→ **TASK REQUIREMENTS**
Copy out every line of the records below, requests included. Multiply each point coordinate in the answers by 1.9 and round it to a whole number, with halves rounded up.

[Records]
....
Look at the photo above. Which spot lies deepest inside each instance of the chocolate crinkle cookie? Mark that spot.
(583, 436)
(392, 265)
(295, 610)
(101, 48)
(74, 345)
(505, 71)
....
→ **TASK ANSWER**
Look at the photo above. Which spot lies deepest inside each instance of the chocolate crinkle cookie? Mark that spot.
(1108, 828)
(745, 504)
(561, 1159)
(192, 91)
(141, 656)
(960, 135)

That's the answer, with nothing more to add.